Extracted material
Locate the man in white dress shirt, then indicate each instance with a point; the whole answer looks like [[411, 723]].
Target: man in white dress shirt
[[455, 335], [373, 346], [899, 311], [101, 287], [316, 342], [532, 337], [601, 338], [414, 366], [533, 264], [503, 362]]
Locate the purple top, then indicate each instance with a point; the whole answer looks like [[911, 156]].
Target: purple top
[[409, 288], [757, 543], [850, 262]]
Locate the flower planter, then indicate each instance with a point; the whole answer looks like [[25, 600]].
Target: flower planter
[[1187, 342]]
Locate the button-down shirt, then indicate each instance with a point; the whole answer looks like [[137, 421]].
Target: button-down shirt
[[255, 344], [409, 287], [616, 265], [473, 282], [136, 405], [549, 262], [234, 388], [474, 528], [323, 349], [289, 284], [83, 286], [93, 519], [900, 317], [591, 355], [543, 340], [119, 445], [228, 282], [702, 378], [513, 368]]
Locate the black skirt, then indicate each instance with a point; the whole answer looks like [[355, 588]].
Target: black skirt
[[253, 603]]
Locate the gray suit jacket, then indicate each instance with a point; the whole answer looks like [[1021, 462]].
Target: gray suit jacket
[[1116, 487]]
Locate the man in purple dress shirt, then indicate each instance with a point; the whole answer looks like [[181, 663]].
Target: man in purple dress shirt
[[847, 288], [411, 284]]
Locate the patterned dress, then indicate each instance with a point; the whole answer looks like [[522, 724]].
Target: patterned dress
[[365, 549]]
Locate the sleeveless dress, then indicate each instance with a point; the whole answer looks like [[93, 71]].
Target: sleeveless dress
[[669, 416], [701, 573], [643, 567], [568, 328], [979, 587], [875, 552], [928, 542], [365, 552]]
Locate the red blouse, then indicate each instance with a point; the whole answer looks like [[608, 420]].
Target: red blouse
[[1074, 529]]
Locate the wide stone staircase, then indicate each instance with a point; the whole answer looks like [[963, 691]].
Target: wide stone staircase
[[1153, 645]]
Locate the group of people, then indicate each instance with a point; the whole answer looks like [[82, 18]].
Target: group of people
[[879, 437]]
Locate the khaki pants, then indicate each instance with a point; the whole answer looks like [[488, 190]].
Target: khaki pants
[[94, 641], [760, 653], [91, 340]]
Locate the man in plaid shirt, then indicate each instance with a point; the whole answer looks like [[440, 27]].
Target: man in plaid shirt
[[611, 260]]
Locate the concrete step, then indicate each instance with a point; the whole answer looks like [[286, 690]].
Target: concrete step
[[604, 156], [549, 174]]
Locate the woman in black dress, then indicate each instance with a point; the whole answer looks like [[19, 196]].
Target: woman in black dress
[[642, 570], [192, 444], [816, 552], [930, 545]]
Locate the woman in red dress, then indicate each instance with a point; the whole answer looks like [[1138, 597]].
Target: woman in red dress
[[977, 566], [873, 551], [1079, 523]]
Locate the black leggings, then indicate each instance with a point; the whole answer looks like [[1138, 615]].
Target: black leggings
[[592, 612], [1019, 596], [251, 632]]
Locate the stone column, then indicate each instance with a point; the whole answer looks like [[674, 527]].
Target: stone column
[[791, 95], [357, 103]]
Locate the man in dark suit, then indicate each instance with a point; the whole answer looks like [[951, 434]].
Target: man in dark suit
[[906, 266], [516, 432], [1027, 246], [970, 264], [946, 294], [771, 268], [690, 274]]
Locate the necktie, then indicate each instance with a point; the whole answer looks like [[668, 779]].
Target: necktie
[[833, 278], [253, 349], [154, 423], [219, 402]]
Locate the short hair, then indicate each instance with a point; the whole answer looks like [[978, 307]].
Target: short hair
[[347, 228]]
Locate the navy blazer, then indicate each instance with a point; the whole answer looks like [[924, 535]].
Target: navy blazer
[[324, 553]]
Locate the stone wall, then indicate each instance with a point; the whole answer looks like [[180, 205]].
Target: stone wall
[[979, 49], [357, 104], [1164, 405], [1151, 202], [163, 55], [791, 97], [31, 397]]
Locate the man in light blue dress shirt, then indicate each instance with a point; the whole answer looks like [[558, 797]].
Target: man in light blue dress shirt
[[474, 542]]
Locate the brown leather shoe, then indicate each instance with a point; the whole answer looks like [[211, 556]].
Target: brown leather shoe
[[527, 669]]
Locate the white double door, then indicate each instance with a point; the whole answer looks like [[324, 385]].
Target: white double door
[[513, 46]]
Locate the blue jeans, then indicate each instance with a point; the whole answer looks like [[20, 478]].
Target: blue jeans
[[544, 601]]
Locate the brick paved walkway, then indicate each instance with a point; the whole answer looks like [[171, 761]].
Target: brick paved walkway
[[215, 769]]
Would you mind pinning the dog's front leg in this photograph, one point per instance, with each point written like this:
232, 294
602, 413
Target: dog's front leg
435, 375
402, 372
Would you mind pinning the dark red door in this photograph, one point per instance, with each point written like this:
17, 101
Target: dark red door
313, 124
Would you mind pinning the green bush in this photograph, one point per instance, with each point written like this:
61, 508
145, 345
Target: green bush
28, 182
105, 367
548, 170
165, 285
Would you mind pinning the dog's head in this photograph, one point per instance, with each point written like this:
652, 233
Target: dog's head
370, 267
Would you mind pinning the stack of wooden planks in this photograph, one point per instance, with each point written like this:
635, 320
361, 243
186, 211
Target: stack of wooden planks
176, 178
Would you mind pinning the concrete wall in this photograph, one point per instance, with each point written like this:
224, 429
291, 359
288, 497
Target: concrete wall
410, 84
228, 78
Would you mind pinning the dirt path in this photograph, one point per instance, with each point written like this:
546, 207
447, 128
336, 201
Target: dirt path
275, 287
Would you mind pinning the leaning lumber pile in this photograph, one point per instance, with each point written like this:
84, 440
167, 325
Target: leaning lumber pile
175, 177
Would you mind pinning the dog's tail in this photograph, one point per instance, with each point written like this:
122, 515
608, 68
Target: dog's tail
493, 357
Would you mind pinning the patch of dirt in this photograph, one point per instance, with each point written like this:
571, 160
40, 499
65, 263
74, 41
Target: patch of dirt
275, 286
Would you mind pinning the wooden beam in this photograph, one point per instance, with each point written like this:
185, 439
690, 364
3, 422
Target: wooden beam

Required work
Rewrite all of the material with "Target" swapped out for "Object" at every occurrence, leaving everything else as it is.

The output
Locate the man in white dress shirt, then indicate each instance with a point; the whole answer looks like [[411, 723]].
Object: man in white dress shirt
[[455, 335], [373, 346], [899, 311], [101, 287], [316, 342], [532, 337], [601, 338], [414, 366], [533, 264], [503, 362]]
Locate the purple top, then indicate each instance with a point; the whole answer looks like [[911, 156]].
Object: purple top
[[409, 288], [757, 543], [850, 262]]
Locate the flower planter, then indicate each instance with a point; the whole answer looks like [[25, 600]].
Object: flower planter
[[1187, 342]]
Locate the button-down shirt, then indicate each instance with a point; the whole answer looks like [[137, 421]].
Object: button-down shirt
[[255, 344], [409, 287], [616, 265], [473, 282], [136, 405], [549, 262], [234, 388], [474, 528], [323, 349], [289, 284], [83, 286], [93, 519], [900, 317], [591, 355], [543, 340], [119, 445], [228, 282], [702, 378], [513, 368]]
Locate the black skirt, then indicate each instance with a point; the whole answer looks like [[355, 588]].
Object: black skirt
[[253, 603]]
Locate the gray suit jacket, then indicate each instance with a point; the whole answer looks like [[1021, 462]].
Object: gray suit jacket
[[1116, 487]]
Locate the man in purple dress shirt, then indicate each instance with a point; the whole answer looks like [[181, 663]].
Object: man in purple dress shirt
[[847, 288], [411, 284]]
Locate the patterned dress, then indicate each instance with a point; the whole answer looks like [[522, 724]].
Object: patterned dress
[[365, 549]]
Locate the sleeveless dress, then indicate each instance with a point; the whole answer looks like [[93, 71]].
Object: sleeveless dress
[[669, 416], [701, 573], [643, 567], [568, 328], [979, 587], [875, 552], [928, 542], [365, 552]]
Locate the red blouse, then indicate each instance with a point; the whole answer looks like [[608, 420]].
Object: red blouse
[[1074, 529]]
Locate the wide stone staircase, then indicate each instance with a point; the whole answer looks like [[963, 691]].
Object: wide stone staircase
[[1153, 645]]
Locate the group of people, then indicate each instance with a point; the whole answer looks like [[82, 18]].
Object: group of people
[[879, 437]]
Locate the khaki pants, then indicate each instance with a point; the whole answer looks like [[488, 190]].
Object: khaki pants
[[94, 641], [760, 653], [91, 340]]
Locate the man in plaid shirt, then indicate each instance with a point; the whole answer looks like [[440, 27]].
Object: man in plaid shirt
[[611, 260]]
Locate the concrete step, then indicate each instance with a point; the whole answer looks like [[286, 690]].
Object: concrete step
[[604, 156], [549, 174]]
Locate the woman in black dress, then indicate each instance with a point; the whole answer looks like [[19, 196]].
Object: woman in black dress
[[642, 570], [192, 444], [816, 552], [930, 545]]
Locate the woman in red dress, then indicate each instance with a point; the whole answer looks like [[1138, 597]].
Object: woman in red dress
[[977, 566], [873, 551], [1079, 523]]
Locate the black leggings, then indicate each instance with a point; the whole answer looks like [[1138, 615]].
Object: black leggings
[[592, 612], [1019, 596], [251, 632]]
Locate the stone column, then indicate each instance with a point; the whole answer looks like [[674, 527]].
Object: stone column
[[791, 95], [357, 103]]
Locate the man in dark suit, then indicate each instance with a point; the whole answer looks like [[951, 434]].
Object: man in dark suit
[[906, 266], [516, 432], [1027, 246], [970, 264], [946, 294], [771, 268], [690, 274]]
Locate the necktie, then indicate each instance with a point; the whole answer looks like [[668, 779]].
Object: necktie
[[833, 278], [253, 349], [154, 423], [219, 402]]
Locate the short hair, then indicate each instance with a point; the whole answer looks like [[978, 307]].
Object: short hair
[[347, 228]]
Locate the navy blazer, then indicate each instance with a point; the whole answer looks like [[924, 535]].
Object: navy blazer
[[324, 553]]
Locate the stone wall, then indicate each instance with a point; the whole answer looks like [[180, 205]].
Object: stone wall
[[979, 49], [357, 104], [1164, 405], [1151, 202], [163, 55], [791, 97], [31, 397]]
Locate the man in light blue dress shirt, then indicate each instance with a point; the whole answer looks like [[558, 797]].
Object: man in light blue dress shirt
[[474, 542]]
Locate the brown leather shoe, then indicate each instance with a point; the whole answer looks like [[211, 556]].
Object: brown leather shoe
[[527, 669]]
Locate the white double door, then indicate each instance with a point; the whole answer looks like [[324, 385]].
Object: white double door
[[513, 46]]
Locate the blue jeans, then indicate each instance with a point; the whole answer looks like [[20, 478]].
Object: blue jeans
[[544, 601]]
Locate the brick paved walkway, then indicate each instance with a point; the whole answer looks like [[171, 761]].
Object: brick paved walkway
[[215, 769]]
Would you mind pinning the dog's front leg in this photograph, one point per instance, with each point written like this:
232, 294
602, 413
Object: dog's front leg
435, 375
402, 372
Would you mind pinning the dark red door in this photograph, one point per instance, with each point written like this:
17, 101
Object: dark red door
313, 124
Would you mind pinning the green bush in this photograph, one point per instance, with each point written like this:
61, 508
145, 345
Object: green bush
28, 182
105, 367
548, 170
165, 285
Would you mind pinning the dog's head in this photograph, one point per instance, with each point written like this:
652, 233
Object: dog's head
370, 267
Would you mind pinning the stack of wooden planks in this photograph, one point per instance, with each point written like this:
635, 320
361, 243
186, 211
Object: stack of wooden planks
176, 178
Would you mind pinning the concrete wall in this photograph, one point per instance, with each point written like this:
224, 429
291, 359
288, 497
Object: concrete wall
410, 84
228, 78
Would you mind pinning the dirt path in this photograph, one point per instance, with each point written like this:
546, 207
447, 128
336, 201
Object: dirt path
275, 287
Would you mind pinning the leaning lumber pile in this photograph, one point per instance, with each point written like this:
84, 440
167, 325
Object: leaning lumber pile
175, 177
Would you mind pinning the dog's tail in this photograph, one point per instance, with each point written like this:
122, 515
608, 68
Object: dog's tail
493, 357
Would you mind pinning the patch of dirt in this photograph, one point per instance, with each point written like this:
571, 160
40, 499
65, 263
74, 41
Object: patch of dirt
275, 286
Would you mind pinning the wooden beam in this photograph, one point per instance, with each point written like this:
185, 439
690, 364
3, 422
Object: wooden beam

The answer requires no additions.